Content starts

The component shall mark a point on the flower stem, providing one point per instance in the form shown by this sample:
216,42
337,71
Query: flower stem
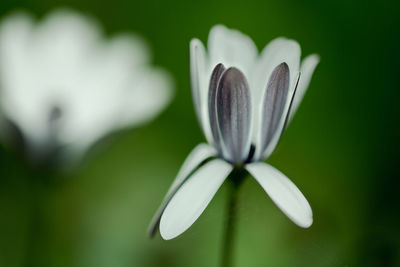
235,180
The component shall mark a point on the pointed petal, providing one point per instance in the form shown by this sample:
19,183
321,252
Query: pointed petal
276,52
193,197
199,80
307,69
234,114
232,48
198,155
283,193
212,99
274,103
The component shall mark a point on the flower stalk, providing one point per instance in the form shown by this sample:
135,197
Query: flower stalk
235,180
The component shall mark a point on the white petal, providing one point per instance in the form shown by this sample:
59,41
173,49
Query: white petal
199,82
283,193
232,48
197,156
307,68
276,52
193,197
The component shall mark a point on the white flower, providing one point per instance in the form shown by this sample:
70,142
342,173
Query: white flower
64,86
243,102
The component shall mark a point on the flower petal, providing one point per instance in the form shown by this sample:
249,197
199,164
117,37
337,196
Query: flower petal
307,69
234,114
212,99
232,48
198,155
283,193
199,80
274,103
193,197
276,52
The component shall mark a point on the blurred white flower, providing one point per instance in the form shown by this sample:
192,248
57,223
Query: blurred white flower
64,86
243,102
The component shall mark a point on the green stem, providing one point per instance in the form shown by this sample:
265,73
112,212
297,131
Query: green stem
235,180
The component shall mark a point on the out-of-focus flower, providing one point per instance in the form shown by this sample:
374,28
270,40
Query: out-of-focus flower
63,86
243,103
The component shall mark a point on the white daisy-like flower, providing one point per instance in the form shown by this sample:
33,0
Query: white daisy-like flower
243,102
64,86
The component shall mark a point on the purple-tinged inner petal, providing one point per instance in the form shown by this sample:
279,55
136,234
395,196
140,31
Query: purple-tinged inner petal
233,110
274,103
212,99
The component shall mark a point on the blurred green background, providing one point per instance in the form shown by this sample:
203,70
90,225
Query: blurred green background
341,150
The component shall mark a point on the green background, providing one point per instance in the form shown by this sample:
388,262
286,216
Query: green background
341,149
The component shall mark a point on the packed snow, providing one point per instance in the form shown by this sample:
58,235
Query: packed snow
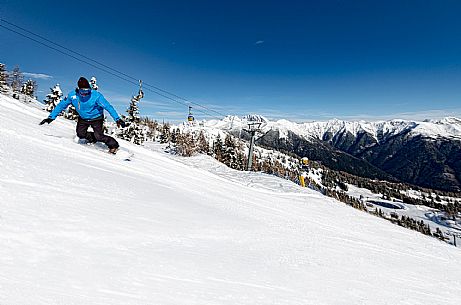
81,227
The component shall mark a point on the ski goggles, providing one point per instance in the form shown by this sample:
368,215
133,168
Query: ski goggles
84,91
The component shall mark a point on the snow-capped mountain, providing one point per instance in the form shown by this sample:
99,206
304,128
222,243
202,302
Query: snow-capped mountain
380,130
78,226
425,153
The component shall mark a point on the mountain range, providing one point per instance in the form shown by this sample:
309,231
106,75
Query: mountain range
424,153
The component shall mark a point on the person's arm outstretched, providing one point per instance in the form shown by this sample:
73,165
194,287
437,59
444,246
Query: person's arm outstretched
56,111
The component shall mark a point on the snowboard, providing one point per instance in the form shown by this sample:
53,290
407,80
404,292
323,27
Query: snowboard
122,153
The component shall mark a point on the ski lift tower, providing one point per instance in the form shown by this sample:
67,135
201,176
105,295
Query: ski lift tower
190,117
253,126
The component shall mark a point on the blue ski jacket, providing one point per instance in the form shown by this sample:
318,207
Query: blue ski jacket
88,107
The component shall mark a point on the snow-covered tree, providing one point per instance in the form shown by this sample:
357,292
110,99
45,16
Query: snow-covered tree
218,148
53,98
202,144
165,133
185,144
16,79
29,88
3,79
93,83
134,132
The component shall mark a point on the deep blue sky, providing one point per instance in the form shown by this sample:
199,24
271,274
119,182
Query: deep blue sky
299,60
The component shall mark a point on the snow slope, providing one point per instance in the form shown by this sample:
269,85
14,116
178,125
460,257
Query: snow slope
80,227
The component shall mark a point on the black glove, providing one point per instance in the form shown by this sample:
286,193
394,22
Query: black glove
121,123
47,120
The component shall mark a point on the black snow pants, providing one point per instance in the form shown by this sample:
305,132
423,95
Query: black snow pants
98,134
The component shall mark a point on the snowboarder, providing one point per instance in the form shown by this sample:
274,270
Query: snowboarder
90,105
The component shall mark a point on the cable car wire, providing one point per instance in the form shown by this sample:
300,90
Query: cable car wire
108,69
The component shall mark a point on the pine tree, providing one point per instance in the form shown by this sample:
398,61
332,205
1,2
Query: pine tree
202,144
165,133
3,79
229,156
53,98
218,149
29,88
93,83
16,79
185,144
134,132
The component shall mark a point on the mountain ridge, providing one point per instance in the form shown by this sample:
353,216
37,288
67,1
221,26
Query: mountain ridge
424,153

Content ends

- WHAT IS REQUIRED -
Pictures aren't part of the copy; return each record above exactly.

- YOUR RESPONSE -
The component shall mark a point on the flower stem, providing one point per instance in the form shown by this sample:
216,42
337,71
Query: flower stem
235,180
The component shall mark a point on the pointed petal, providing one point per instance in the form shown by this sample:
19,183
321,252
Query: pointed petal
276,52
193,197
199,80
307,69
234,114
232,48
198,155
283,193
212,99
274,103
The component shall mark a point on the flower stalk, providing one point per instance in the form shown by this sample:
135,197
Query: flower stalk
235,180
The component shall mark a point on the white petal, providing one point per instance in the form shown by this sample:
59,41
173,49
Query: white petal
199,82
283,193
232,48
197,156
307,68
276,52
193,197
The component shall mark a point on the white flower, providing one point per instance in the form shown by this sample:
70,142
342,173
Query: white flower
64,86
243,102
The component shall mark a point on the flower petal, providing one point per instance in the form shown by this sample:
249,197
199,164
117,37
337,196
Query: flower petal
307,69
234,114
212,99
232,48
198,155
283,193
199,80
274,103
193,197
276,52
The component shall mark a point on the blurred white flower, providing one point per instance in the form shown by this sample:
192,248
57,223
Query: blurred white flower
64,86
243,102
The component shall mark a point on the green stem, providing one point per instance in the form shown by this sample:
265,73
112,212
297,131
Query: green stem
235,180
The component shall mark a point on the out-of-focus flower, providing one point per instance in the form shown by this sample:
374,28
270,40
Query: out-of-focus flower
63,86
243,103
The component shall mark a point on the white daisy-like flower, providing one point per instance in the form shown by this sample:
33,0
Query: white daisy-like flower
243,102
64,86
The component shall mark a point on the purple-tinged inner petal, providing one point per instance in the form shown by this sample:
279,55
136,234
395,196
140,31
Query: purple-tinged inner petal
233,110
274,103
212,99
The component shall mark a point on the blurred green background, providing one point per instance in the form shown by this sample:
203,70
90,225
Query: blurred green background
341,150
The component shall mark a point on the green background, providing one point per instance in the form shown by this sample:
388,262
286,216
Query: green background
341,149
The component shall mark a point on the packed snow, providing one point per instance in the form shown by this sample:
58,235
Query: packed snow
81,227
The component shall mark a point on the ski goggles, providing one point per instance in the form shown by this sample:
368,215
133,168
Query: ski goggles
84,91
The component shall mark a point on the snow-capped mountain, providing one point per instance in the form shown by this sample:
99,206
304,128
222,243
202,302
Query: snow-capped mountain
380,130
78,226
425,153
The component shall mark a point on the mountain range, providing one point per instance in the form shown by this sample:
309,231
106,75
Query: mountain range
424,153
The component shall mark a point on the person's arm outstretched, providing one point per instance in the form shown by this sample:
73,165
194,287
437,59
444,246
Query: person's arm outstretched
56,111
The component shall mark a point on the snowboard, providing one point per instance in the form shown by this sample:
53,290
407,80
404,292
323,27
Query: snowboard
122,153
The component shall mark a point on the ski lift tower, providing one point per instance in the form shown by this sample:
67,135
201,176
105,295
Query: ski lift tower
190,117
253,126
The component shall mark a point on the blue ski jacket, providing one point per instance in the form shown by this sample:
318,207
Query: blue ski jacket
88,107
The component shall mark a point on the snow-covered tree, providing one point per instance in the form shown by this sample:
357,292
110,99
45,16
Query: snow-covered tree
218,148
53,98
202,144
165,133
185,144
16,79
29,88
3,79
93,83
134,132
The component shall mark a point on the deep blue sky, providing one point per instance in the form shown by this sample:
199,24
271,274
119,182
Query: deep blue sky
299,60
The component shall mark a point on the snow slope, providing one point per instance in the form shown by this sample:
269,85
14,116
178,125
460,257
Query: snow slope
80,227
The component shall mark a point on the black glove, providing one point per instance in the form shown by this sample:
286,193
394,22
Query: black glove
121,123
47,120
The component shall mark a point on the black snow pants, providing one point per instance in the form shown by this sample:
305,132
423,95
Query: black snow pants
98,134
The component shall mark a point on the snowboarder, providing one point per instance in the form shown by this sample:
274,270
Query: snowboarder
90,105
The component shall mark a point on the cable car wire, providing one point per instance in the form shown by this sample:
300,90
Query: cable car wire
108,69
The component shall mark a point on the pine tree, providing one point per instance in the form shown by this sample:
398,61
332,205
1,2
Query: pine tree
202,144
165,133
3,79
229,156
53,98
218,149
29,88
93,83
16,79
185,144
134,132
The component shall mark a point on the mountain ridge, providing one point per instance in the form shown by this sample:
353,216
37,288
67,1
221,26
Query: mountain ridge
424,153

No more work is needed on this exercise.